*Texto mostrado*:
Ecología
VII
ECOLOGÍA Y
CREACIÓN por Antonio Porras
Las palabras escogidas por el Papa Francisco para
comenzar su encíclica, tomadas del canto a las criaturas de san Francisco de
Asís, ponen de evidencia la actitud del hombre, y en concreto del cristiano, de
admiración ante la creación, como un niño pequeño que contempla lleno de
orgullo las obras de su Padre. Una admiración que lleva a alabar, dar gracias a
Dios, quien nos ha hecho el regalo de la creación. Para un cristiano, el
cuidado del ambiente no es una acción opcional o extra, sino una cuestión de
suma importancia, porque se refiere al cuidado del lugar que su Padre Dios le
ha dado como hogar, su casa. Precisamente la palabra ecología deriva del griego
οικία, que significa casa, hogar. El subtitulo de la encíclica subraya este
hecho: «El cuidado de la casa común»,
y ofrece una idea que está presente en toda la encíclica: el cristiano no está solo, su filiación le hace sentirse hermano de
todos los hombres, el cuidado de la casa es una tarea que compartimos con todos
los hombres, también con las generaciones futuras, que como en una familia son
las que impulsan a mejorar el ambiente del hogar para acogerlas del mejor modo
posible.

*Material extraído*:
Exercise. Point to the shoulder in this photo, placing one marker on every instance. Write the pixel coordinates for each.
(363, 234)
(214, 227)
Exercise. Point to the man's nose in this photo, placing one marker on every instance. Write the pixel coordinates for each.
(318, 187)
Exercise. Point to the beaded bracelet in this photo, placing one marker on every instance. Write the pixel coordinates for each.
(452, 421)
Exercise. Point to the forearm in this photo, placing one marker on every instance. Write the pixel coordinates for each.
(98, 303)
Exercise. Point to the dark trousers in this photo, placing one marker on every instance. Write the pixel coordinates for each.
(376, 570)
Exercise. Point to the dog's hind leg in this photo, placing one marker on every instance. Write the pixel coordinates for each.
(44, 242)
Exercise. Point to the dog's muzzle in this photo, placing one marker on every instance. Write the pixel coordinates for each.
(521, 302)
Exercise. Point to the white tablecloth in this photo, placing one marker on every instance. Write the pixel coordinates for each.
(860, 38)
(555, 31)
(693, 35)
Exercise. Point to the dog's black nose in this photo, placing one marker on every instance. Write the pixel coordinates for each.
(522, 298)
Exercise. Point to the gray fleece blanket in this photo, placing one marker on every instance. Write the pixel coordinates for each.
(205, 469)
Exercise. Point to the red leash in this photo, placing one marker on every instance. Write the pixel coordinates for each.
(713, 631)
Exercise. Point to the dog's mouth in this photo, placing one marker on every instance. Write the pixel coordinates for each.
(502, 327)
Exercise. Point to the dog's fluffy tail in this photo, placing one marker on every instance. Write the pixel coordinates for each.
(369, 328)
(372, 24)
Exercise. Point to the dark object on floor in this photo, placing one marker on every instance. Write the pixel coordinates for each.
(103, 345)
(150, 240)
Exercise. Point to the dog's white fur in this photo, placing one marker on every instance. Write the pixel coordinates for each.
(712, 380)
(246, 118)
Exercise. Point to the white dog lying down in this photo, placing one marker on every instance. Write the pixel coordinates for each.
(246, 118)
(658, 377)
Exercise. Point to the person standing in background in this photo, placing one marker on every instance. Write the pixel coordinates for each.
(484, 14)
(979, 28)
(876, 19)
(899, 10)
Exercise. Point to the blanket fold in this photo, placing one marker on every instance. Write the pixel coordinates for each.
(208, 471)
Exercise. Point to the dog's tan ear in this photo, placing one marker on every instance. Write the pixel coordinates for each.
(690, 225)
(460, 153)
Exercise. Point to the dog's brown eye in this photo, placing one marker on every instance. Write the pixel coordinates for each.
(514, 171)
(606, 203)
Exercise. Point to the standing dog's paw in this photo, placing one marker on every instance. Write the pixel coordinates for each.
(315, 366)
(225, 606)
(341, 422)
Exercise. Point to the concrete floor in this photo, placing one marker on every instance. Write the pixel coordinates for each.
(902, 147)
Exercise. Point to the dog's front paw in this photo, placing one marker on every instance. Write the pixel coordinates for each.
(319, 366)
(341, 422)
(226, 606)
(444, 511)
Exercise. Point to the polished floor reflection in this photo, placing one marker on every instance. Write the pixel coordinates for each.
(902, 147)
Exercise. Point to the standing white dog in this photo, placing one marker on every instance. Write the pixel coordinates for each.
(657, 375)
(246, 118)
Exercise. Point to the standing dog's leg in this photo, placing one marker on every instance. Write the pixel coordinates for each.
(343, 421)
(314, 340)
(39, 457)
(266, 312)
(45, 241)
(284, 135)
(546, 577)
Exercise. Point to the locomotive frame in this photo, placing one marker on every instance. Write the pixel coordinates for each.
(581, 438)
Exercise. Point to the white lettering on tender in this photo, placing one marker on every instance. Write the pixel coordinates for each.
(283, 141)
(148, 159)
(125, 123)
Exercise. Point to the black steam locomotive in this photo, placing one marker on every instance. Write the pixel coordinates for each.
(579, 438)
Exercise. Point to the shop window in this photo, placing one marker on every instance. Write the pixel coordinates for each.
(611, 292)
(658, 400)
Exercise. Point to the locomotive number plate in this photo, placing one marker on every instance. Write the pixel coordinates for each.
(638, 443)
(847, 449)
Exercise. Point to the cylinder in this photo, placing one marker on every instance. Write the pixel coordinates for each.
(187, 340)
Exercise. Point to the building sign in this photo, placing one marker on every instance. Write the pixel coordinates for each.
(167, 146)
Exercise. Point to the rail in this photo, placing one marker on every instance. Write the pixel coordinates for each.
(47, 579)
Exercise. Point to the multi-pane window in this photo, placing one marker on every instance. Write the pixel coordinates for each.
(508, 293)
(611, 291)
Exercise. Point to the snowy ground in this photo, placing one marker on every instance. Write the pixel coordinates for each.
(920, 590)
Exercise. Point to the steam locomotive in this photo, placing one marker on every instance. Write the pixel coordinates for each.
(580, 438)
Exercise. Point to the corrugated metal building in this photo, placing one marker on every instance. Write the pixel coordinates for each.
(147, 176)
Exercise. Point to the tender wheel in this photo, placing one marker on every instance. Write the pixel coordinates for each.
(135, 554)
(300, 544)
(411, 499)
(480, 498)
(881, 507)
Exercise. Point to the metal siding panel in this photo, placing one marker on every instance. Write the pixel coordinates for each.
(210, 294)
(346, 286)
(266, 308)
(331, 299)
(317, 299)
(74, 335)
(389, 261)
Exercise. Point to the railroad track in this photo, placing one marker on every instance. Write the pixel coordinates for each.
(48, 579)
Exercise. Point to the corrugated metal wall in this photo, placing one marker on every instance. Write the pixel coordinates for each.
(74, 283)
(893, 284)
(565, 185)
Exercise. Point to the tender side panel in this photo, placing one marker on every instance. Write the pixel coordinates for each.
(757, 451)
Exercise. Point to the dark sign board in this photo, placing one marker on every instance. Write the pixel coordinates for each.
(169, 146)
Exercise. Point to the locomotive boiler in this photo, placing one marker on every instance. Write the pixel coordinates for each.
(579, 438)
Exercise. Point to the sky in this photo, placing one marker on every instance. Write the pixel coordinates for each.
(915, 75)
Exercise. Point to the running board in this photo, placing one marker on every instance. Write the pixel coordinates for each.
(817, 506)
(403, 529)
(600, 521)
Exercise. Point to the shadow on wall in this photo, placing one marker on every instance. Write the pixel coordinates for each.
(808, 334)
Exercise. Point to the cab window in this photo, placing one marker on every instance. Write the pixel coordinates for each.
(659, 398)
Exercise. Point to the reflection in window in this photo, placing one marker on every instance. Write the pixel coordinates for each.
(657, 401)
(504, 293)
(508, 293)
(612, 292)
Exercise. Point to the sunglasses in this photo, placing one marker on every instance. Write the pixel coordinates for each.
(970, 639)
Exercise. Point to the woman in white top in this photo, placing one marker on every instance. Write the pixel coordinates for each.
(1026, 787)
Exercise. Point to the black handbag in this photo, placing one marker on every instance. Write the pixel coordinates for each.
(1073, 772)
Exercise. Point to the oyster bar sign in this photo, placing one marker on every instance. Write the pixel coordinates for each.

*Qué hacer*: Copia entero el texto sobre la ecología y la creación, sin cambiar nada. El listado no tiene nada que ver con esto.

*Respuesta del ejercicio*:
Ecología
VII
ECOLOGÍA Y
CREACIÓN por Antonio Porras
Las palabras escogidas por el Papa Francisco para
comenzar su encíclica, tomadas del canto a las criaturas de san Francisco de
Asís, ponen de evidencia la actitud del hombre, y en concreto del cristiano, de
admiración ante la creación, como un niño pequeño que contempla lleno de
orgullo las obras de su Padre. Una admiración que lleva a alabar, dar gracias a
Dios, quien nos ha hecho el regalo de la creación. Para un cristiano, el
cuidado del ambiente no es una acción opcional o extra, sino una cuestión de
suma importancia, porque se refiere al cuidado del lugar que su Padre Dios le
ha dado como hogar, su casa. Precisamente la palabra ecología deriva del griego
οικία, que significa casa, hogar. El subtitulo de la encíclica subraya este
hecho: «El cuidado de la casa común»,
y ofrece una idea que está presente en toda la encíclica: el cristiano no está solo, su filiación le hace sentirse hermano de
todos los hombres, el cuidado de la casa es una tarea que compartimos con todos
los hombres, también con las generaciones futuras, que como en una familia son
las que impulsan a mejorar el ambiente del hogar para acogerlas del mejor modo
posible.